== EXERCISE TASK ==
Can you print the data exactly and leave out each image?

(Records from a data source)
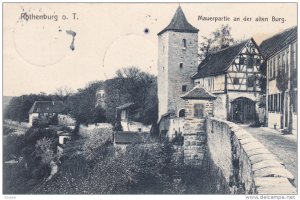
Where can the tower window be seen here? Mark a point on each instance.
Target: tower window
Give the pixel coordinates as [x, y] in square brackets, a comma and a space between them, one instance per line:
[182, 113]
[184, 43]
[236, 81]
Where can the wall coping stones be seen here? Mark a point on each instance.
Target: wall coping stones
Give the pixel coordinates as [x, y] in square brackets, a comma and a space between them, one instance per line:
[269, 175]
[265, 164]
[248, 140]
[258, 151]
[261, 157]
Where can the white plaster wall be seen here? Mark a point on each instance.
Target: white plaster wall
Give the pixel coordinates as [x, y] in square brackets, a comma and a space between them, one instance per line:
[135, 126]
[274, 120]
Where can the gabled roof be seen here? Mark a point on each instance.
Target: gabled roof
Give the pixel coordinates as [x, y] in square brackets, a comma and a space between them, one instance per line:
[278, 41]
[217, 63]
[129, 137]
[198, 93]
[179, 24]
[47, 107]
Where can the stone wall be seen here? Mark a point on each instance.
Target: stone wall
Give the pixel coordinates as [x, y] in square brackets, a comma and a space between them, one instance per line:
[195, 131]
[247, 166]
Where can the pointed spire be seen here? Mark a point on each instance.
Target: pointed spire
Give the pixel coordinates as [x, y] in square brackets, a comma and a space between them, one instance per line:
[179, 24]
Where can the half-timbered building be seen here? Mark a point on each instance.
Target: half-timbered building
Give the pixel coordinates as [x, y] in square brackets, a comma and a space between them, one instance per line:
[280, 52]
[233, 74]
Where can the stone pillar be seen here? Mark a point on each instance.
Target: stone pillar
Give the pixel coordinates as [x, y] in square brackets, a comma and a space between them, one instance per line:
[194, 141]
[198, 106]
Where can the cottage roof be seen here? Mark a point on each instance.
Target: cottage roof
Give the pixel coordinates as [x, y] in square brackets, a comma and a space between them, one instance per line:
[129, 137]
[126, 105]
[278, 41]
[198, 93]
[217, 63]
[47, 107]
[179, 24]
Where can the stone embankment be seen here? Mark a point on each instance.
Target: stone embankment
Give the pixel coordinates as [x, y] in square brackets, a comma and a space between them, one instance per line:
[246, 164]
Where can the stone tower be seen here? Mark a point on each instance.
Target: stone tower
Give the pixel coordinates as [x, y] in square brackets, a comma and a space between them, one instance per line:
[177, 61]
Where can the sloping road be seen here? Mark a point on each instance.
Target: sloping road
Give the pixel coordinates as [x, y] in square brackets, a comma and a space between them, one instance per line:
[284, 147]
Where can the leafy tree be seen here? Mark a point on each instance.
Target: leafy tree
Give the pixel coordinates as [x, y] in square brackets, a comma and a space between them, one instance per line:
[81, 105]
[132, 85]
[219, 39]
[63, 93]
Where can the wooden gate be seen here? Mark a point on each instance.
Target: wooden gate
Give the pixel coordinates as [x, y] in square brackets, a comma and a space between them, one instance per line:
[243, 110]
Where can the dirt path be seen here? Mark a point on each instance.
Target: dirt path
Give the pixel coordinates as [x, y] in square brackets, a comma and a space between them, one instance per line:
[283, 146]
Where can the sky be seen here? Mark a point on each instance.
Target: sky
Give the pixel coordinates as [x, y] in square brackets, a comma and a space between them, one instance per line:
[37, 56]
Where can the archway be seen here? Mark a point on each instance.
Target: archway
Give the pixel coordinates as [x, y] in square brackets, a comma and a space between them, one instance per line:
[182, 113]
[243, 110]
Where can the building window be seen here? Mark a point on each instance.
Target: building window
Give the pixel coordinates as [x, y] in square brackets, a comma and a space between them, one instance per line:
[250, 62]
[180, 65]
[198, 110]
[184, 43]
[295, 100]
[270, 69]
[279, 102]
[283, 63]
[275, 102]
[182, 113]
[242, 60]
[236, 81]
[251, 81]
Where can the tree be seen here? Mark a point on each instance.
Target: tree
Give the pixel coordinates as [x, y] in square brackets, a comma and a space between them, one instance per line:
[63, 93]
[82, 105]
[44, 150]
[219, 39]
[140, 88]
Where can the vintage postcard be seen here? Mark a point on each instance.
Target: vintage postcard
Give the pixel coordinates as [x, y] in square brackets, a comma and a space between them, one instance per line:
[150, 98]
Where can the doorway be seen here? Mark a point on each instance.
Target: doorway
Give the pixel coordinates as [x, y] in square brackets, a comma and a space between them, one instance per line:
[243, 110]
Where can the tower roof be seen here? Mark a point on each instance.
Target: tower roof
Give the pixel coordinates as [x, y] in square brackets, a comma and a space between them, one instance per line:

== THE SOLUTION ==
Where can the tower window be seen here? Mark a point on each instance.
Target: tower window
Give the pixel coordinates as [x, y] in square brackets, a comma and a space between them, one instance per line:
[182, 113]
[184, 43]
[236, 81]
Where can the wall coping stones be seen here? Mark a point on each instance.
Target: wall coping stones
Give the pixel coordinates as [x, y] in square brackets, a comma and a space between them, one instance per line:
[269, 175]
[265, 164]
[248, 140]
[258, 151]
[261, 157]
Where can the white plaster wall be seen here? Mark a point on each instance.
Target: white plaster wall
Give the pixel coordinates as [x, y] in square brackets, a comma and a space between them, one instance per line:
[135, 126]
[274, 120]
Where can the gabled roof be seen here? Mark a point on each instance.
Target: gabled roof
Give the pixel coordinates as [x, y] in square brackets, a comma and a space between them, one instance per line:
[278, 41]
[217, 63]
[129, 137]
[198, 93]
[179, 24]
[47, 107]
Where can the stone wall be seen here? Mark a point on each instance.
Target: stone wall
Give the pixel coordinates as [x, y] in square brackets, a comma and a space between them, one instance per line:
[195, 131]
[247, 166]
Where can the pointed spire be seen here? Mark a point on each instance.
Target: pointed spire
Give the pixel coordinates as [x, y] in square brackets, a comma and a space between them, one instance per line:
[179, 24]
Where can the half-timbered building be seen here? Mark a point on each instance.
Target: half-timbered building
Give the pixel coordinates as [x, y] in square brackets, a comma and a space between them, one instance per line:
[280, 52]
[233, 74]
Where can the stone pillar be seen here? Mark a point on each instance.
Target: stone pillar
Give the pixel coordinates as [x, y] in square brackets, a comma and a space between them, one instance per line:
[194, 141]
[198, 106]
Where can the cottage roof be seen here? Mark a point on each instance.
Target: cottage roof
Give the pixel coordinates as [x, y] in square brackets, a comma and a space between them, one instance per line:
[129, 137]
[126, 105]
[278, 41]
[198, 93]
[217, 63]
[47, 107]
[179, 24]
Where can the stone embankment be seen here? Mark a point on each instance.
Target: stone embankment
Give the pixel coordinates as [x, y] in square brackets, a comma and a space between them, one instance per line:
[246, 164]
Where can the stone tower be seen here? Mark a point on each instance.
Target: stone tower
Give the pixel coordinates as [x, y] in square brackets, a comma and a space between them, one instance per line:
[177, 61]
Where can the sloping road be seen here? Mark a point on each instance.
Target: sloping road
Give the pixel coordinates as [x, y] in square brackets, a comma and a space between them, one instance per line:
[284, 147]
Where can the leafy tree be seen here? Mark a point on each instance.
Target: leafy tree
Give the pixel coordinates as [x, y] in square brackets, a comma and a space between them, one instance per line:
[81, 105]
[132, 85]
[219, 39]
[63, 93]
Where can the wooden gate be seen here? Mark a point on each instance.
Target: wooden gate
Give the pixel coordinates as [x, y] in square brackets, a comma and a space between them, one instance per line:
[243, 110]
Where can the dirt path be seen here? Mark a point on each instance.
Target: dirt path
Give the pixel coordinates as [x, y] in square brackets, a comma and a space between them, one instance per line:
[283, 146]
Where can the sky be seen here? Mark a point on each instance.
Target: sky
Give the pixel coordinates as [x, y] in square brackets, a comma and a space between them, one instance per line:
[37, 56]
Where can the archway be seen here? Mark a point on each instance.
Target: archway
Give the pixel coordinates as [x, y] in square brackets, a comma and a space between them, one instance per line:
[182, 113]
[243, 110]
Where can the building window be seen here? Mark a point on each instance.
Target: building window
Give the pixel coordinates as [x, y] in square brackets, a comma and a space between them, one instance per line:
[250, 62]
[180, 65]
[198, 110]
[184, 43]
[295, 100]
[270, 69]
[279, 102]
[283, 63]
[275, 102]
[182, 113]
[242, 60]
[236, 81]
[251, 81]
Where can the tree be seen here? Mark a point on each instance.
Target: tree
Give the pixel coordinates as [x, y] in square brackets, a comma and a space between them, one instance per line:
[63, 93]
[82, 105]
[44, 150]
[219, 39]
[140, 88]
Where can the vintage postcard be seen here? Mark a point on each instance.
Target: vintage postcard
Give the pixel coordinates as [x, y] in square brackets, a comma and a space between them, one instance per line:
[150, 98]
Where can the doorway be seen here? Mark a point on each instance.
Target: doorway
Give the pixel coordinates as [x, y] in square brackets, a comma and a space between them, one instance per line:
[243, 110]
Where can the tower roof be seen here? Mark a point on each instance.
Target: tower roof
Give the pixel coordinates as [x, y] in square brackets, a comma and a space between them, one instance per line:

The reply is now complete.